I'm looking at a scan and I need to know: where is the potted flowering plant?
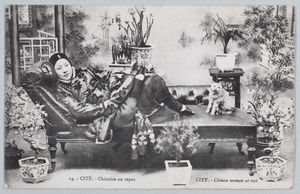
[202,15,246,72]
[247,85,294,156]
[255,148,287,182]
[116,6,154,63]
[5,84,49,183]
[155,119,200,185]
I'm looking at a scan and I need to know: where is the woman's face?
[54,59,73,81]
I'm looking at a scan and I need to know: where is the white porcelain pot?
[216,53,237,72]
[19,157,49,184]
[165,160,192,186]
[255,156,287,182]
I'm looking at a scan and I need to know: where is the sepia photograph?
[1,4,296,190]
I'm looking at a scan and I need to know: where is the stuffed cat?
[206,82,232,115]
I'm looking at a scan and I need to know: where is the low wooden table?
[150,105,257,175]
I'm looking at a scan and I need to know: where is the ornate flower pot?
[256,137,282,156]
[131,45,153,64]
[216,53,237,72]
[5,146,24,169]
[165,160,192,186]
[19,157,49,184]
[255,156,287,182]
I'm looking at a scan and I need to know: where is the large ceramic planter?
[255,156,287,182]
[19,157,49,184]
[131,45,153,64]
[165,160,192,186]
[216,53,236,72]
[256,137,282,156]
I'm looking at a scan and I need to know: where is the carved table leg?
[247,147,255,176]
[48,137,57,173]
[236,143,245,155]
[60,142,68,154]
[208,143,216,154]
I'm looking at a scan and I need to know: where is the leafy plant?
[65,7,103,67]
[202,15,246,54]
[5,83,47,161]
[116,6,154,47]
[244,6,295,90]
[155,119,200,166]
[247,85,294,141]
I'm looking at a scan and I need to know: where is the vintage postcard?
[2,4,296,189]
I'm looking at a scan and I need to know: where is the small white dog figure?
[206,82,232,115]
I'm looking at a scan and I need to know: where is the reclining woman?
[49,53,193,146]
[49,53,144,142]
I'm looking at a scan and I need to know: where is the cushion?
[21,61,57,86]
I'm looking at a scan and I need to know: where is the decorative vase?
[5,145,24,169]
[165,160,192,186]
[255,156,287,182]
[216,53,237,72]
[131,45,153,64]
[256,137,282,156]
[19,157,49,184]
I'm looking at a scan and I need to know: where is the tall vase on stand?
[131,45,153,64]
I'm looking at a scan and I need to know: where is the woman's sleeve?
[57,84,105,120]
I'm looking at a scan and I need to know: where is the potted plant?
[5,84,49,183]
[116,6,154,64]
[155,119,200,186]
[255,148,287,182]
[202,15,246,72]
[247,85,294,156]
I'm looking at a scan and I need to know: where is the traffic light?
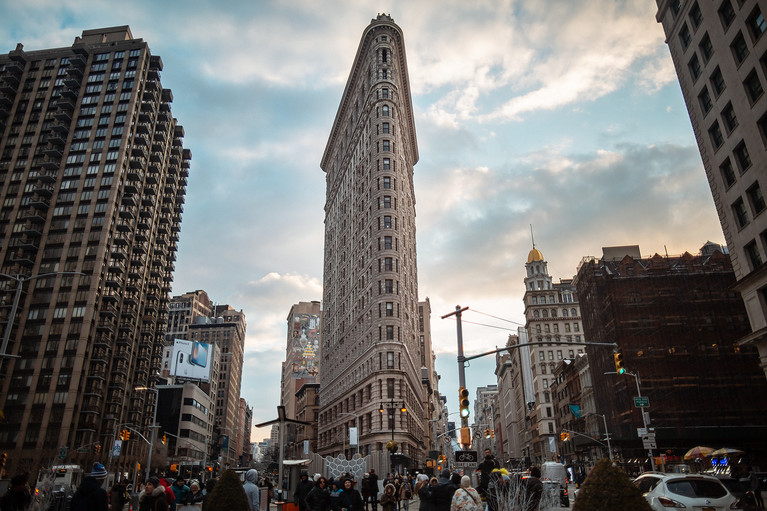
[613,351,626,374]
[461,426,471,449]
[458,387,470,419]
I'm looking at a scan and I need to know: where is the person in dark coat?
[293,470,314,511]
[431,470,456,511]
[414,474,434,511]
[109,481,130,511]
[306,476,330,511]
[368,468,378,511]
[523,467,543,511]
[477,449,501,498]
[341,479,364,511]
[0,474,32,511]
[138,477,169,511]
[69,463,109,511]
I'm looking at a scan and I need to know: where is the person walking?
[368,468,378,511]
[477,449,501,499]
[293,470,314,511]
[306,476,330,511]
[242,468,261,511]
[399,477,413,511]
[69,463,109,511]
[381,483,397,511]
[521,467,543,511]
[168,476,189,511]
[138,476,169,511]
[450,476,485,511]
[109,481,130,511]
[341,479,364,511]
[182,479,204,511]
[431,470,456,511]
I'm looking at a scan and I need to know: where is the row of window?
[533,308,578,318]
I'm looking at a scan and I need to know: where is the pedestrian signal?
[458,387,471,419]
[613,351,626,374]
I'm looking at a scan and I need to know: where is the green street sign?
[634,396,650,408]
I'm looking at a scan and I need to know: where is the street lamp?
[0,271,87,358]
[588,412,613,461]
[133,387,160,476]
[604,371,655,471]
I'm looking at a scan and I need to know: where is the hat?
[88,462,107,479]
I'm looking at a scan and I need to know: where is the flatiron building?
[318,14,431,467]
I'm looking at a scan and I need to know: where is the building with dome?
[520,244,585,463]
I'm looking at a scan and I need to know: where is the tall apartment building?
....
Written request:
Add 121 to each bounding box coordinate from the line holding "green street sign?" through the last of the entries, inclusive. Rewrite every line in that span, carrying over the lines without coordinates unchanged.

Full output:
I'm looking at a scan and I need to know: where is the green street sign?
[755,517,771,529]
I'm looking at a scan and I need to know: where is the street lamp?
[121,392,208,479]
[709,533,734,582]
[254,508,281,597]
[725,492,776,592]
I'm looking at a scan and I need to know: where is the hat?
[209,583,228,600]
I'm looking at a scan and I need to know: where is the flatiron building?
[439,135,552,588]
I'm looking at a scan and I need to know: where is the building with dome?
[641,365,706,584]
I'm looking at a scan and I need to know: where is the tall apartment building?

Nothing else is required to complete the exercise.